▶ **WORK ITEM A**
Write out the passage of the article on methoxychlor below that begins with the words "In fact, this" and ends with "great-grandchild male rats.".
▶ **WORK ITEM B**
Answer these questions using the article on methoxychlor below, one answer per line, marked the same way:
(i) In what year was methoxychlor introduced?
(ii) Researchers at which university carried out the work?
(iii) Where were the findings published?
START STUDY TEXT
SA has a growing obesity epidemic mainly affecting women
Exposure of great-grand parents to a pesticide may explain obesity in today's generation. Reuters

Washington State University researchers have shown that ancestral exposures to the pesticide methoxychlor may lead to adult onset kidney disease, ovarian disease and obesity in future generations.

In fact, this exposure over the past 50 years in North America may be a contributing factor in today's increasing rates of obesity and disease.

The work is also the first to show that a majority of trans-generational disease traits can be transmitted primarily through the female line. However, the researchers did identify mutations in certain genes in the sperm of great-grandchild male rats.

The findings are published online in PLOS ONE.

Methoxychlor - also known as Chemform, Methoxo, Metox or Moxie - was introduced in 1948 and widely used during the 1970s as a safer replacement for DDT. It was used on crops, livestock and pets.

According to the Environmental Protection Agency, methoxychlor was used as an insecticide due to its effectiveness against pests such as house flies, biting flies, cockroaches, and mosquito larvae. It can pass on to humans by inhalation, handling, or ingestion.
END STUDY TEXT
START EXTRACTED RECORDS
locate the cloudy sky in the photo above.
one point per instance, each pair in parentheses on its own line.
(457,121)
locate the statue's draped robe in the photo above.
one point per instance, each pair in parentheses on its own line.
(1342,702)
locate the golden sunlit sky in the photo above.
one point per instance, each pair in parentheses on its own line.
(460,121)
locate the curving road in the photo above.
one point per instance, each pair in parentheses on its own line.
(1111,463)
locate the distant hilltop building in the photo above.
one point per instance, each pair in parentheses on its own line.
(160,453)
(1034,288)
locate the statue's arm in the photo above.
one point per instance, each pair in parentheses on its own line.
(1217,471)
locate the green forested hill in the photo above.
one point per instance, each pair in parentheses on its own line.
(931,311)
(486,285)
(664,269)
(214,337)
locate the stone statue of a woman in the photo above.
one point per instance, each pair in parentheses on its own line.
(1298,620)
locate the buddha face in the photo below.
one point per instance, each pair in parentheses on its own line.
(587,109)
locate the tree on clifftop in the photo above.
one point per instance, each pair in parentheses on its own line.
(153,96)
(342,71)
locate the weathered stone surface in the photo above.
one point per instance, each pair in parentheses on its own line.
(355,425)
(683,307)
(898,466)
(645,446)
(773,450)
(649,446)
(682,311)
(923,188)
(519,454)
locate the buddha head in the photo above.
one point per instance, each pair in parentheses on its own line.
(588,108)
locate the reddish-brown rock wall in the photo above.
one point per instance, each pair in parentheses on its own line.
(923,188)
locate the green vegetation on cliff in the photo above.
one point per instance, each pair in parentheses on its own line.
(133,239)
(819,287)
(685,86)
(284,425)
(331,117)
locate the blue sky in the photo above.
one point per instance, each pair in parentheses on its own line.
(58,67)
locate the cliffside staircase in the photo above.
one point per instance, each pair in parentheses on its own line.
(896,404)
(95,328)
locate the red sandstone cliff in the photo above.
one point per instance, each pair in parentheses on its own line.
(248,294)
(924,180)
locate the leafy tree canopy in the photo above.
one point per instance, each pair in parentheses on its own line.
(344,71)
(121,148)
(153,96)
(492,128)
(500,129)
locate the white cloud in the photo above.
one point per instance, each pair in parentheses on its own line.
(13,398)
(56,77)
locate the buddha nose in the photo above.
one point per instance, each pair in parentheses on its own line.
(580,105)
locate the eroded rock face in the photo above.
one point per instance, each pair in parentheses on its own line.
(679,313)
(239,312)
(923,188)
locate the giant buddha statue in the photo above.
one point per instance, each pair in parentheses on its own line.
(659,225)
END EXTRACTED RECORDS
▶ **EXERCISE RESULT A**
In fact, this exposure over the past 50 years in North America may be a contributing factor in today's increasing rates of obesity and disease.

The work is also the first to show that a majority of trans-generational disease traits can be transmitted primarily through the female line. However, the researchers did identify mutations in certain genes in the sperm of great-grandchild male rats.

▶ **EXERCISE RESULT B**
(i) 1948
(ii) Washington State University
(iii) Online in PLOS ONE